Top of THE INPUT

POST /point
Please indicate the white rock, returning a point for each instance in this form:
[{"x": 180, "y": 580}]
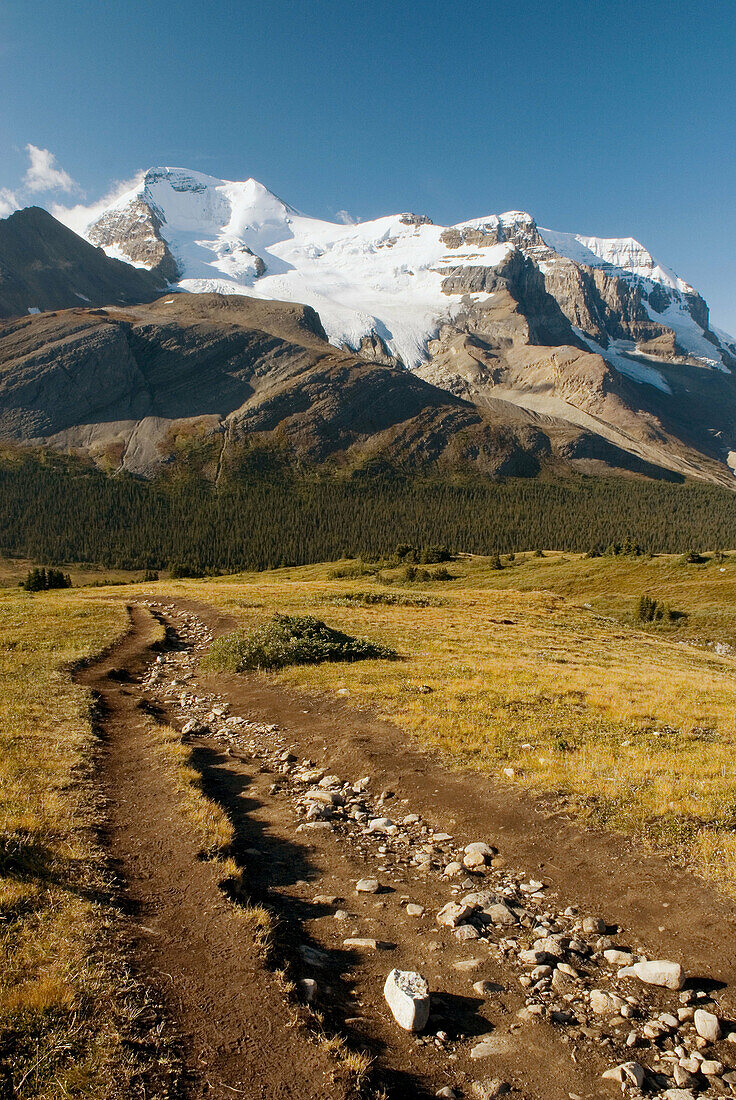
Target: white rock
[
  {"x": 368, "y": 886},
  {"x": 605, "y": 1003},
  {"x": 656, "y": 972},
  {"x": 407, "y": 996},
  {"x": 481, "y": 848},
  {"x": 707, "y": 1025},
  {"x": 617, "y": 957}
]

Bottom of THE INPUT

HOW TO COMPLETE THIS TASK | Go through the data line by line and say how many lines contain "point". Give the number alone.

TASK ANSWER | 2